Text ->
____________

Let $\Omega$ an open and bounded domain in $R^n$ . Let $u \in W^{1,p} (\Omega) \cap L^{\infty}(\Omega)$ $(2 \leq p < \infty)$ . Let $B \subset \subset \Omega$ a open ball and consider $u_1$ the restriction of $u$ on $B$. Then we have $u_1 \in W^{1,p} (B) \cap L^{\infty}(B)$. Let $T : W^{1,p} (B) \rightarrow L^{p}(\partial B) $ the trace operator. Can I say that $T(u_1) \in L^{\infty}(\partial B)$ ? Intuitively this is true .. But I dont know how to proof or counter example... Someone can give me a help? I am not good with the trace operator...
thanks in advance
Let $\phi_n\in C^\infty(B)$ be a sequence satisfying: $\phi_n\to u_1$ in $W^{1,p}(B)$ and $\|\phi_n\|_\infty\le M$ for all $n$, where $M$ is a positive constant (see here).
Note that $\phi_n\to u_1$ in $W^{1,p}(B)$, therefore, $(\phi_n-M)^+\to (u_1-M)^+$ in $W^{1,p}(B)$.
By one hand, $T((\phi_n-M)^+)=0$ for all $n$. On the other hand, once $(\phi_n-M)^+\to (u_1-M)^+$ in $W^{1,p}(B)$, we have that $T((\phi_n-M)^+)\to T((u_1-M)^+)$, thus $T((u_1-M)^+)=0$.
The last paragraph does implies that $$\inf\{\alpha\in\mathbb{R}:\ T((u_1-\alpha)^+)=0\}<\infty.$$
To conclude, use this post.

____________

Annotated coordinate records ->

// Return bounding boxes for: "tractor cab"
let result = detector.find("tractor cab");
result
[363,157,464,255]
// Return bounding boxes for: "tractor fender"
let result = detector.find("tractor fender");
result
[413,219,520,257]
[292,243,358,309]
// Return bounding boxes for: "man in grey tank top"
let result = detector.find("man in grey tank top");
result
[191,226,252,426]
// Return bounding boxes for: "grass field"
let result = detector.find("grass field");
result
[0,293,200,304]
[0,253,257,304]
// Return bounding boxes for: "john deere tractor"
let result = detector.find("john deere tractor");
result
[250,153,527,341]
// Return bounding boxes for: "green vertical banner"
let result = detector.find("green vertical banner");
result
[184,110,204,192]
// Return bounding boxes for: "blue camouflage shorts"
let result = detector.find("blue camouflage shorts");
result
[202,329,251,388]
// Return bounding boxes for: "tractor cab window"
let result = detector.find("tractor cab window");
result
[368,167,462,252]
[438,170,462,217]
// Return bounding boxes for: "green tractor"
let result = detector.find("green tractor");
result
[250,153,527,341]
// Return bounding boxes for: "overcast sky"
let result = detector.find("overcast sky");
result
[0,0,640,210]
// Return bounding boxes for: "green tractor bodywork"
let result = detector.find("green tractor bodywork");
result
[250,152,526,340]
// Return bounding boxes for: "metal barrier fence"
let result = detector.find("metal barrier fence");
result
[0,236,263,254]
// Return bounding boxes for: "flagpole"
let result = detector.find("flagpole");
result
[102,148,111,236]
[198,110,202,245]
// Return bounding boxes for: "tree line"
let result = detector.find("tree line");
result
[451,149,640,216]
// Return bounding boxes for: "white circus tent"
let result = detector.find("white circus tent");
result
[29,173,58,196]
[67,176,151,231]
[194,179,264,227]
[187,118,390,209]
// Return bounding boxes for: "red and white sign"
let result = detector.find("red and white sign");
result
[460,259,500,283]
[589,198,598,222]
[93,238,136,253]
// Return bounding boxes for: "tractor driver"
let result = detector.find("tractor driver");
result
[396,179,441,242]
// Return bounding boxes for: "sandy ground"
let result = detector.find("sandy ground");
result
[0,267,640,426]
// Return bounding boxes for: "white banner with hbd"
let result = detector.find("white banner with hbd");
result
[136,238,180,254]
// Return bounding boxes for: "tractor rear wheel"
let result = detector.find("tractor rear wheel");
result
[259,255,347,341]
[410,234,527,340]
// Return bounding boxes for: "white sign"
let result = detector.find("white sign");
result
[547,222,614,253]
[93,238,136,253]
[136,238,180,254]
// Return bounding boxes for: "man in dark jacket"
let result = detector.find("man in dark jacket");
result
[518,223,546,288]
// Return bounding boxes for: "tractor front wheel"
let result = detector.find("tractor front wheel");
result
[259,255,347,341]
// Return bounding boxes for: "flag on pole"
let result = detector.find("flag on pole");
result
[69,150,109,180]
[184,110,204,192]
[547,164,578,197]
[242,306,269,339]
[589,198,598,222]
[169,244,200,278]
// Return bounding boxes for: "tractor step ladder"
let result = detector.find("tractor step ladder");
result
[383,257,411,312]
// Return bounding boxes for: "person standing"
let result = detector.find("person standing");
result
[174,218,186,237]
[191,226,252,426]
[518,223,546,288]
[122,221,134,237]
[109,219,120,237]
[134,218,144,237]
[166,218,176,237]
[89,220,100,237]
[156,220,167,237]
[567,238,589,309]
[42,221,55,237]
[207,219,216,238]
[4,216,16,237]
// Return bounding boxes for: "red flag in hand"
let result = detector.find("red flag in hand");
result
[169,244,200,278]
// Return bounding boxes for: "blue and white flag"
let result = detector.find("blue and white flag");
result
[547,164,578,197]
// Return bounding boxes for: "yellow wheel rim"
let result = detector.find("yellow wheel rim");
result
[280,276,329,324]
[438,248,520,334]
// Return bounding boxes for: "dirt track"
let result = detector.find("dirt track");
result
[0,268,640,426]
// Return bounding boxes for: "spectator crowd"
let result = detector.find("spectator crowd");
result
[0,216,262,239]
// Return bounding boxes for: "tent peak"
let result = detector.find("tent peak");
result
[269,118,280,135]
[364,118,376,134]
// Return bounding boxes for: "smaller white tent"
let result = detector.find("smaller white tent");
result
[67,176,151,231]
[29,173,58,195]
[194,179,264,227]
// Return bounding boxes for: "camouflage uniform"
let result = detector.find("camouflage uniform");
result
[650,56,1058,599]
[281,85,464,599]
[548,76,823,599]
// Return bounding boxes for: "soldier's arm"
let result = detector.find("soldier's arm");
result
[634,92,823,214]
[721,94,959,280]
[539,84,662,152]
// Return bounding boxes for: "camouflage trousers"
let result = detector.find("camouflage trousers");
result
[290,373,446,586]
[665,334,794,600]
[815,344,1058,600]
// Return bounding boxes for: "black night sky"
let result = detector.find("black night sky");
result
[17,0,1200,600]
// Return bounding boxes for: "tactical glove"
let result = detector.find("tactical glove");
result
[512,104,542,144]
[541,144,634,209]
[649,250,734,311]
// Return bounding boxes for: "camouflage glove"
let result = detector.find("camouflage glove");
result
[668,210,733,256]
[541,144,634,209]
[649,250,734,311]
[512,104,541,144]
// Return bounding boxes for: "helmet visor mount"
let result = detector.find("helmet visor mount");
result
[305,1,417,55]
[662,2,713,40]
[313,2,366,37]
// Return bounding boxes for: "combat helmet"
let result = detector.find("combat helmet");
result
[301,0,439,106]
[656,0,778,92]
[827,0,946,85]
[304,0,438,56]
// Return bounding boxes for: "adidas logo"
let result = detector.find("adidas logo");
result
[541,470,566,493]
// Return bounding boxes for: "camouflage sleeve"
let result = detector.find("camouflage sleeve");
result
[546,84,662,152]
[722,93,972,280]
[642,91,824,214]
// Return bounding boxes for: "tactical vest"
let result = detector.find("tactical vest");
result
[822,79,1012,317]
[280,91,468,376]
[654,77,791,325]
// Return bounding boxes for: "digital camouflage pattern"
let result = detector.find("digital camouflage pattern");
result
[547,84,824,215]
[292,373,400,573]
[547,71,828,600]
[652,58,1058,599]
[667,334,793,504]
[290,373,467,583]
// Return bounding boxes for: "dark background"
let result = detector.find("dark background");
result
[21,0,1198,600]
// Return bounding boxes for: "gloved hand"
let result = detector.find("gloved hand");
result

____________

Problem 1 ->
Retype the stretch of the trace operator thread from "By one hand, $T((\phi_n-M)^+)=0$" through "use this post.".
Problem 2 ->
In the trace operator thread, please recast the paragraph beginning "By one hand" as a short list that keeps its main facts.
The listing plays no part in this work.

Full answer 1 ->
By one hand, $T((\phi_n-M)^+)=0$ for all $n$. On the other hand, once $(\phi_n-M)^+\to (u_1-M)^+$ in $W^{1,p}(B)$, we have that $T((\phi_n-M)^+)\to T((u_1-M)^+)$, thus $T((u_1-M)^+)=0$.
The last paragraph does implies that $$\inf\{\alpha\in\mathbb{R}:\ T((u_1-\alpha)^+)=0\}<\infty.$$
To conclude, use this post.

Full answer 2 ->
- $T((\phi_n-M)^+)=0$ for all $n$.
- Since $(\phi_n-M)^+\to (u_1-M)^+$ in $W^{1,p}(B)$, it follows that $T((\phi_n-M)^+)\to T((u_1-M)^+)$.
- Therefore $T((u_1-M)^+)=0$.